**Task goal**. Please arrange every line of the items below as a JSON list of strings, one string per line, with blank lines left out. Omit the picture lines from your list.

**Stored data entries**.

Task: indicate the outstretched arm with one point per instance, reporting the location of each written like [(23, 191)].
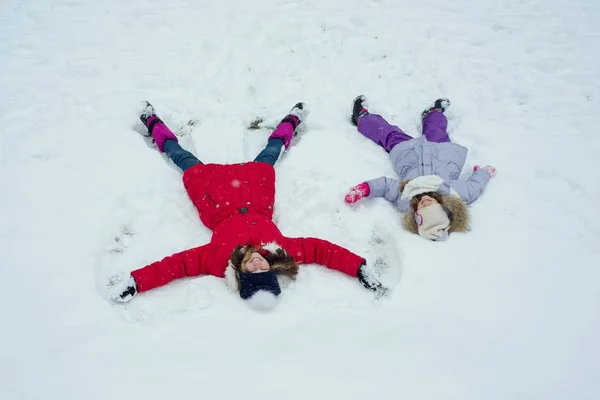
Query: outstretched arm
[(187, 263), (388, 188), (322, 252), (472, 188), (190, 262), (333, 256)]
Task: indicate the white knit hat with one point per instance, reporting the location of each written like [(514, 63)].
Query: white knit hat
[(433, 222)]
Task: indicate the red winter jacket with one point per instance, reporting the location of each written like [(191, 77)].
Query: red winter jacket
[(236, 202)]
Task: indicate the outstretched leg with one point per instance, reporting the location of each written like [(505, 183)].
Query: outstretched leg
[(435, 123), (375, 127), (165, 140), (282, 135)]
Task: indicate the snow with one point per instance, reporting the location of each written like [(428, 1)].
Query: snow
[(508, 311)]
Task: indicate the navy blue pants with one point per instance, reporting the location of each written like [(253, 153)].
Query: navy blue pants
[(184, 159)]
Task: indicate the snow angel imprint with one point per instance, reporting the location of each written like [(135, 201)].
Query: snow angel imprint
[(236, 202), (429, 192)]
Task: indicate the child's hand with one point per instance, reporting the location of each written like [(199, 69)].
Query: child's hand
[(491, 171), (357, 192)]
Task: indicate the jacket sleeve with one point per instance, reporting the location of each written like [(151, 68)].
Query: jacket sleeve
[(472, 188), (322, 252), (191, 262), (389, 188)]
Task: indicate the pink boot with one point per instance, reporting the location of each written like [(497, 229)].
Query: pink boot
[(286, 129), (159, 131)]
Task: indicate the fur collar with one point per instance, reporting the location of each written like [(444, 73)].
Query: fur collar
[(461, 218)]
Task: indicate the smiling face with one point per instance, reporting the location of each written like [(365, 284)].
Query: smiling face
[(426, 201), (256, 263)]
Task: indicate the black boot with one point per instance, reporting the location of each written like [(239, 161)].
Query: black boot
[(359, 109), (440, 104)]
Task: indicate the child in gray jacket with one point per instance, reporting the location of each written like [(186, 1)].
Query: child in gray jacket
[(429, 190)]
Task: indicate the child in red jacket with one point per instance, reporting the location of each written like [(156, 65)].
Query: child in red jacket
[(236, 201)]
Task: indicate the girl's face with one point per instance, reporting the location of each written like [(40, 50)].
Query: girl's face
[(256, 263), (426, 201)]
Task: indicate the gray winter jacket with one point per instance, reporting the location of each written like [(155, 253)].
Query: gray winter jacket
[(418, 157)]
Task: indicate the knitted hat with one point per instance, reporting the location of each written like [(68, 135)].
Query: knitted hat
[(433, 222), (250, 283)]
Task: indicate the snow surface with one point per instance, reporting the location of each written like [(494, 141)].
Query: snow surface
[(507, 311)]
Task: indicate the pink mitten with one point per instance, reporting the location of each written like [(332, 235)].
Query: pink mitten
[(491, 171), (357, 192)]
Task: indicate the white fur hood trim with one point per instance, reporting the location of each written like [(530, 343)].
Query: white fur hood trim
[(424, 184)]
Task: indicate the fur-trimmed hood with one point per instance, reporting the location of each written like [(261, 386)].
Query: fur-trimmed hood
[(461, 217), (271, 251)]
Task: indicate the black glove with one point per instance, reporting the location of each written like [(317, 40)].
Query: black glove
[(370, 282), (122, 290)]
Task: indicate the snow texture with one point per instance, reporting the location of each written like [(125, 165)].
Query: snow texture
[(509, 310)]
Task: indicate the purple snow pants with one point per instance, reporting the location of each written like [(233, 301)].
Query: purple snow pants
[(376, 128)]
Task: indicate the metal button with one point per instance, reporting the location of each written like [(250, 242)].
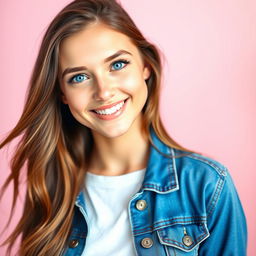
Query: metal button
[(73, 243), (146, 242), (141, 205), (187, 240)]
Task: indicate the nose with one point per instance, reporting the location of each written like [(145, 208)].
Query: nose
[(104, 90)]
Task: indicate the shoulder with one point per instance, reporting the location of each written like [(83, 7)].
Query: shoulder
[(197, 164), (203, 178)]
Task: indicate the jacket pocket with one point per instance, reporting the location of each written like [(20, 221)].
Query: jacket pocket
[(183, 239)]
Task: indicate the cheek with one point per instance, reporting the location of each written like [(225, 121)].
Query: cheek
[(77, 100), (133, 82)]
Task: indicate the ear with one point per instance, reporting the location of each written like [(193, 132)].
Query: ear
[(146, 72)]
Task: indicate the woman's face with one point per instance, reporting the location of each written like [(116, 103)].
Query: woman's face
[(102, 77)]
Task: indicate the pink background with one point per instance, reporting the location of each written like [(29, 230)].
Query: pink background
[(209, 93)]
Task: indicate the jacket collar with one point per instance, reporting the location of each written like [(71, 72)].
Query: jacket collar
[(161, 174)]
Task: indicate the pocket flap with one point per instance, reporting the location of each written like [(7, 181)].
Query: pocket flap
[(183, 236)]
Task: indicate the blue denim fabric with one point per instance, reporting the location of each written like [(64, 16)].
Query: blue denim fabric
[(192, 195)]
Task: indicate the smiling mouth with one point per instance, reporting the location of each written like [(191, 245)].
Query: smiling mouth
[(111, 110)]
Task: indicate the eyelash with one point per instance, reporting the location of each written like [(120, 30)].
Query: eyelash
[(126, 62)]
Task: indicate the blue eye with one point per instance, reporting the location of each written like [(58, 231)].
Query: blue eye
[(77, 78), (119, 64)]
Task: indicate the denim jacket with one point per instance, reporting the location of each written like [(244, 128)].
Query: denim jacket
[(186, 206)]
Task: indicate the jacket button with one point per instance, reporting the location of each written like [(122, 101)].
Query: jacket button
[(146, 242), (73, 243), (141, 205), (187, 240)]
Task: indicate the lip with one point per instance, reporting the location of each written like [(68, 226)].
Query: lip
[(114, 115), (109, 106)]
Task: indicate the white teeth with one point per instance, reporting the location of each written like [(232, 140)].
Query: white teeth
[(110, 111)]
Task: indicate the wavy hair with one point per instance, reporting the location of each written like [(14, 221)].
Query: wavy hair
[(54, 147)]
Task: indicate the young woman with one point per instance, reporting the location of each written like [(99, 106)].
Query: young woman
[(103, 175)]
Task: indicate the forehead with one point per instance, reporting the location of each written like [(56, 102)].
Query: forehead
[(94, 42)]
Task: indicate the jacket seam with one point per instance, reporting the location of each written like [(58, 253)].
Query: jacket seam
[(194, 220), (220, 171), (215, 197)]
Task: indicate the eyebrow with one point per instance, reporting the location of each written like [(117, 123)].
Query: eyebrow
[(75, 69)]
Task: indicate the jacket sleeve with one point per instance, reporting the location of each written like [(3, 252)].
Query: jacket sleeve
[(226, 222)]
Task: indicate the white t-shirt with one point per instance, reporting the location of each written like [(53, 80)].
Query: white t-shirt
[(107, 199)]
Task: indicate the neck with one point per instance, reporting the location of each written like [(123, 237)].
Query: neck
[(120, 155)]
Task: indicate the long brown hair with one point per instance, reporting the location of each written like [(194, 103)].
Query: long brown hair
[(54, 147)]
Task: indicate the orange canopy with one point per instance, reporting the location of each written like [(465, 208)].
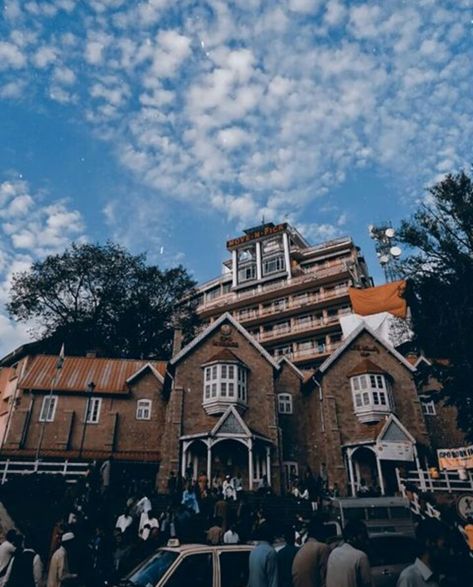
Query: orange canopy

**Complete answer**.
[
  "Task: indicate the outstretched arm with one point per instance, reporting the location of each written like [(23, 191)].",
  "Query: outstretched arm",
  "[(187, 263), (388, 188), (322, 252), (472, 188), (190, 262), (333, 256)]",
  "Task: indicate the white knit hat with one point per instance, reporting the location of each written like [(514, 63)].",
  "Query: white knit hat",
  "[(433, 222)]",
  "Task: indicate the red winter jacket with one point per instance, reporting the location of each written like [(191, 77)].",
  "Query: red winter jacket",
  "[(236, 202)]",
  "Task: indicate the outstretched leg with one point per instance, reporting the location of each written like [(505, 183)].",
  "Query: outstretched leg",
  "[(435, 123), (375, 127), (165, 140), (282, 135)]",
  "Task: indicate the snow with one point per instance, reporting the location of each written like [(428, 1)].",
  "Query: snow",
  "[(508, 311)]",
  "Task: indicate the navy blue pants with one point per instance, reporting the location of each written like [(253, 153)].",
  "Query: navy blue pants",
  "[(184, 159)]",
  "Task: indicate the snow angel imprint with one point per instance, reporting the location of each written like [(135, 201)].",
  "Query: snow angel imprint",
  "[(236, 202), (429, 192)]",
  "Task: indicate the child's hand with one point per instance, reporting the location of each written like [(199, 69)].",
  "Query: child's hand",
  "[(491, 171), (357, 192)]",
  "Task: indicate the jacket sleeve with one point per instance, reporting the location of each written like [(151, 68)].",
  "Query: jacket sleeve",
  "[(472, 188), (322, 252), (191, 262), (389, 188)]",
  "Task: indicate the pink boot with one point per instance, reporting the location of each written like [(497, 229)].",
  "Query: pink boot",
  "[(286, 129), (159, 131)]",
  "Task: indicate the fur collar with one point per instance, reporting the location of each written like [(444, 73)].",
  "Query: fur collar",
  "[(461, 218)]",
  "Task: indicate the smiling face with one point per instance, reporting the location of each written like [(365, 284)].",
  "Query: smiling face",
  "[(426, 201), (256, 263)]",
  "Task: indicate the black boot with one point per instance, reporting the location of each written like [(239, 161)].",
  "Query: black boot",
  "[(359, 109), (440, 104)]",
  "Task: indicate the child in gray jacket with one point per instance, reporting the location of each written like [(186, 1)].",
  "Query: child in gray jacket",
  "[(429, 190)]",
  "Task: indicate the child in red jacket with one point per instance, reporting the location of each written like [(156, 65)].",
  "Query: child in red jacket",
  "[(236, 201)]",
  "Task: indicate the girl's face with one point per instance, reporting the location of each written like [(40, 50)].",
  "Query: girl's face",
  "[(256, 263), (426, 201)]",
  "Task: indicate the gray winter jacket with one point per instance, reporting the location of each written like [(155, 253)].",
  "Query: gray winter jacket",
  "[(418, 157)]",
  "Task: indicate the knitted hat with one point per instance, reporting the location of each written like [(68, 135)].",
  "Query: knitted hat",
  "[(433, 222), (250, 283)]",
  "Task: indicate the snow surface with one point per instance, reporting the location of each written like [(494, 141)].",
  "Query: snow surface",
  "[(507, 311)]",
  "Task: indicate the pink mitten with one point per instance, reporting the location of each written like [(332, 235)].",
  "Query: pink mitten",
  "[(491, 171), (357, 192)]",
  "Task: indicate the white fur hood trim with one point per instance, reporting the location of each written like [(530, 343)].",
  "Query: white fur hood trim",
  "[(424, 184)]",
  "Task: indicate the fur-trimmed hood with one point per instance, reporting the location of each written like [(261, 386)].",
  "Query: fur-trimmed hood",
  "[(461, 217), (271, 251)]",
  "Task: indicate the black glove with one point per instance, reporting the location of each written like [(317, 40)].",
  "Query: black glove",
  "[(370, 282), (122, 290)]",
  "Task: indicate the snow texture with one point per instance, reporting the location of each written like [(125, 165)].",
  "Query: snow texture",
  "[(509, 310)]",
  "Task: indicate the purple snow pants with one point per instance, reporting the location of each written like [(233, 301)].",
  "Query: purple snow pants",
  "[(376, 128)]",
  "Task: indicate the metal button with one point per instance, reporting the location of each written like [(250, 242)].",
  "Query: metal button",
  "[(73, 243), (146, 242), (141, 205), (187, 240)]",
  "Task: indicate the nose with one point per instance, reporting the location of each written like [(145, 208)].",
  "Query: nose",
  "[(104, 90)]",
  "Task: indicate the shoulder with one point per instance, reporting the location of each written like [(83, 7)].",
  "Query: shoulder",
  "[(197, 164), (203, 178)]",
  "Task: indicate the jacket pocket with one point per instance, reporting the location of each written like [(20, 221)].",
  "Query: jacket pocket",
  "[(183, 239)]",
  "Task: indicate the cheek with one point per instance, reporting the location of each written like [(225, 121)].",
  "Query: cheek",
  "[(77, 100), (133, 82)]",
  "Task: indicate the ear with one point per instance, reporting the location of each written like [(193, 132)].",
  "Query: ear",
  "[(146, 72)]",
  "Task: indicate the woman's face with one point per instance, reporting the location of each written like [(116, 103)].",
  "Query: woman's face",
  "[(102, 77)]",
  "Task: indicate the pink background with one point per instance, reporting the location of each written like [(29, 230)].",
  "Query: pink background",
  "[(209, 93)]",
  "Task: indicate the jacket collar with one point per instance, reporting the location of each written like [(71, 72)].",
  "Query: jacket collar",
  "[(161, 174)]",
  "Task: indicate the pocket flap with one point per instance, reporting the location of each written like [(7, 181)].",
  "Query: pocket flap",
  "[(183, 236)]",
  "Task: indicate the blue denim fabric with one point per instance, reporting the location of each written like [(64, 16)].",
  "Query: blue denim fabric",
  "[(192, 195)]",
  "Task: indicate the smiling mouth with one point per instance, reporting the location of each written like [(191, 245)].",
  "Query: smiling mouth",
  "[(111, 110)]",
  "Task: indicate the eyelash with one point per instance, reporting the location of each written like [(120, 30)].",
  "Query: eyelash",
  "[(126, 62)]",
  "Task: indicate the blue eye with one point per instance, reporting the location of each written like [(58, 231)].",
  "Query: blue eye",
  "[(77, 78), (119, 64)]",
  "Task: indicate the denim jacket with one point per instance, reporting the location of each written like [(244, 128)].",
  "Query: denim jacket",
  "[(186, 206)]",
  "Task: indicate the jacket button with one point per instance, reporting the location of each written like [(122, 101)].",
  "Query: jacket button",
  "[(146, 242), (73, 243), (141, 205), (187, 240)]",
  "Task: indicate the lip with one point per instance, reporting the location of each written like [(68, 226)].",
  "Query: lip",
  "[(114, 115), (109, 106)]",
  "Task: indicate the white teeth with one point per instance, reporting the location of each written like [(232, 140)].",
  "Query: white teeth",
  "[(110, 111)]",
  "Task: indicate the wavy hair with one point per instance, reporting the location of each written like [(14, 221)].",
  "Query: wavy hair",
  "[(54, 147)]",
  "Task: indicate the young woman with one point per instance, reporting the location of each written like [(99, 106)].",
  "Query: young woman",
  "[(103, 175)]",
  "Task: indicate the forehead with one point per instance, reporting the location of each written like [(56, 102)].",
  "Query: forehead",
  "[(94, 42)]",
  "Task: indicate the jacket seam with one point per instance, reporting the location of each written like [(58, 253)].",
  "Query: jacket seam",
  "[(194, 220), (220, 171), (215, 197)]",
  "Task: indicate the eyebrow with one point per instance, reporting the location of each written like [(117, 123)].",
  "Query: eyebrow",
  "[(75, 69)]",
  "Task: indicate the jacket sleeve with one point per instance, reporting the location of each written like [(3, 252)].",
  "Query: jacket sleeve",
  "[(226, 222)]",
  "Task: indicate the white t-shirt with one point per instance, reporting the location of each written like [(53, 80)].",
  "Query: white t-shirt",
  "[(107, 199)]",
  "Task: indicate the neck with one point per instance, reporting the location of each written like [(123, 237)].",
  "Query: neck",
  "[(120, 155)]",
  "Task: indicate the long brown hair with one point per instance, reporting the location of each written like [(194, 103)].",
  "Query: long brown hair",
  "[(54, 147)]",
  "Task: indicate the orange canopy with one point per instance, reporting the location of each written like [(465, 208)].",
  "Query: orange canopy"
]